# TASK BRIEF
Quote the Helen Fisher text word for word, everything from "What can we" down to "who you love.".

# SUPPLIED TEXT

What can we learn about sex marriage counseling from Helen Fisher,Ph.D.?
Her Biography from her home page;
Helen Fisher, PhD Biological Anthropologist, is a Research Professor and member of the Center for Human Evolution Studies in the Department of Anthropology, Rutgers University and Chief Scientific Advisor to the Internet dating site, Chemistry.com, a division of Match.com. She has conducted extensive research and written five books on the evolution and future of human sex, love, marriage, gender differences in the brain and how your personality type shapes who you are and who you love.
Forget oysters and chocolate. The most powerful aphrodisiacs are already inside our bodies. Mankind has searched for aphrodisiacs for centuries. The ancient Romans slurped down oysters, the Chinese swore by shark fin soup, and the Arabs were keen on camel's hump. But the most powerful aphrodisiacs are already inside our bodies. Humans have evolved three different brain systems to encourage mating: sex drive (lust), feelings of attachment (trust), and romance (being in love). Each of these systems plays a role in desire, and scientists are now beginning to pinpoint the bodily chemicals that trigger each.

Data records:
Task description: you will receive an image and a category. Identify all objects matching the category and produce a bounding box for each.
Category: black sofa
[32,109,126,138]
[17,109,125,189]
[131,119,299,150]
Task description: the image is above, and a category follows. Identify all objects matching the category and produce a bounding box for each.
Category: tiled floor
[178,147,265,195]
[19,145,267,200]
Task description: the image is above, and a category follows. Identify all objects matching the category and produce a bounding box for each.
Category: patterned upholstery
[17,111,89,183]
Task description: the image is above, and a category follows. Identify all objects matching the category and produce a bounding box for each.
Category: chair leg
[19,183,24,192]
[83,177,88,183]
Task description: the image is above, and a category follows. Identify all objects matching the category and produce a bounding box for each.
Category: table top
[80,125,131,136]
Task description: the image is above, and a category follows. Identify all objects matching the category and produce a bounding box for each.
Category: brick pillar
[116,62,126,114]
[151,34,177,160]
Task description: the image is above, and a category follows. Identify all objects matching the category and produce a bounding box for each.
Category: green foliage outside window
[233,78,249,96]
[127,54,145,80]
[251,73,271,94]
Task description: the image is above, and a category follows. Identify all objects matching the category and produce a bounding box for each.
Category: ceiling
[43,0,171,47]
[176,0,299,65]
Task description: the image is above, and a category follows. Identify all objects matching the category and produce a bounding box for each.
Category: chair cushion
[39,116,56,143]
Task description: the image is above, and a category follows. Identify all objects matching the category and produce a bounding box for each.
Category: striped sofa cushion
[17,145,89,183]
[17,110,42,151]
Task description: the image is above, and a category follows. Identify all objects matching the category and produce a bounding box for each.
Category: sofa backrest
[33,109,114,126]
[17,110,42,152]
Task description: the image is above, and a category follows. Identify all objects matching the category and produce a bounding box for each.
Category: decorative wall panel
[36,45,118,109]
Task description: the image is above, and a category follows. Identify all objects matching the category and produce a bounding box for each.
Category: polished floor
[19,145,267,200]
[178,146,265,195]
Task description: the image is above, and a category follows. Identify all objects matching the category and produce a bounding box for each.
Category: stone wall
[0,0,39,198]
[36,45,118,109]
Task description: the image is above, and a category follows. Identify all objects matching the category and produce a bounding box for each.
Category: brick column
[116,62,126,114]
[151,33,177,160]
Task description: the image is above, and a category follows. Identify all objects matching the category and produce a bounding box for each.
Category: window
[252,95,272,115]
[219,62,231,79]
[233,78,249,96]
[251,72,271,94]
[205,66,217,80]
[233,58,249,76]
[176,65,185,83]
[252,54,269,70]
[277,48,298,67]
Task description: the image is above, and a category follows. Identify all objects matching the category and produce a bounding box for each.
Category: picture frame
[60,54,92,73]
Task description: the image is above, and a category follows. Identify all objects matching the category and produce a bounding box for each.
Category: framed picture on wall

# FINAL ANSWER
What can we learn about sex marriage counseling from Helen Fisher,Ph.D.?
Her Biography from her home page;
Helen Fisher, PhD Biological Anthropologist, is a Research Professor and member of the Center for Human Evolution Studies in the Department of Anthropology, Rutgers University and Chief Scientific Advisor to the Internet dating site, Chemistry.com, a division of Match.com. She has conducted extensive research and written five books on the evolution and future of human sex, love, marriage, gender differences in the brain and how your personality type shapes who you are and who you love.